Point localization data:
+++

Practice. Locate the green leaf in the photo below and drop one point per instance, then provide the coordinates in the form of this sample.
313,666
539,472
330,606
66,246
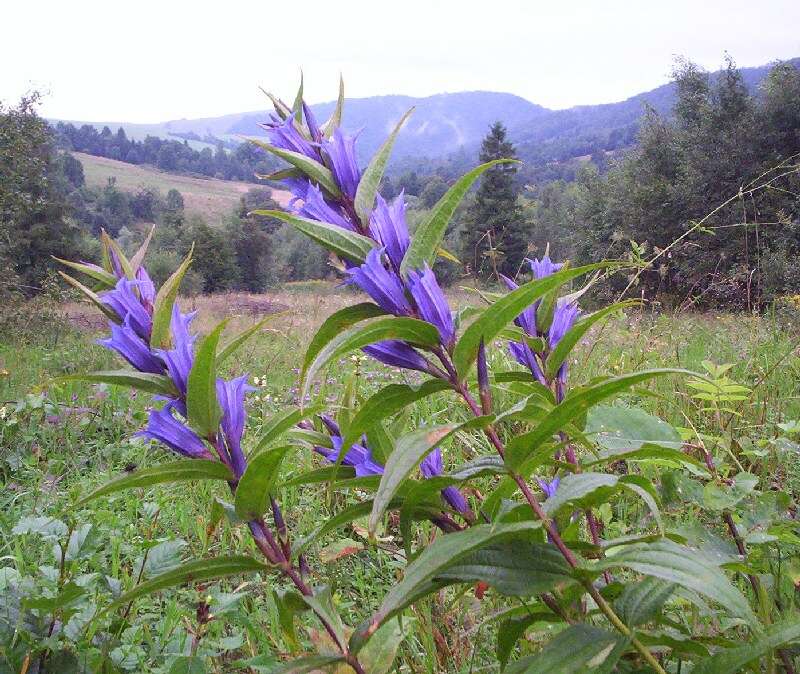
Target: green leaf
733,660
202,406
386,402
190,572
380,651
371,178
101,275
578,648
419,576
336,323
175,471
517,568
143,381
344,243
618,428
410,330
160,337
408,453
230,348
682,565
492,320
573,406
574,335
641,602
313,169
255,485
93,297
428,236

+++

Output every record above verbatim, excluding images.

RESPONSE AREA ::
Practice. Locate the green leaf in the photo below and drop one point per instance, then provide the coordinates in the form of this sample.
313,666
539,472
330,606
66,246
Target: green leaf
733,660
202,406
386,402
190,572
380,651
371,178
101,275
578,648
419,576
336,323
175,471
517,568
143,381
344,243
618,428
410,330
160,337
408,453
230,348
682,565
492,320
573,406
574,335
641,602
313,169
255,485
93,297
428,236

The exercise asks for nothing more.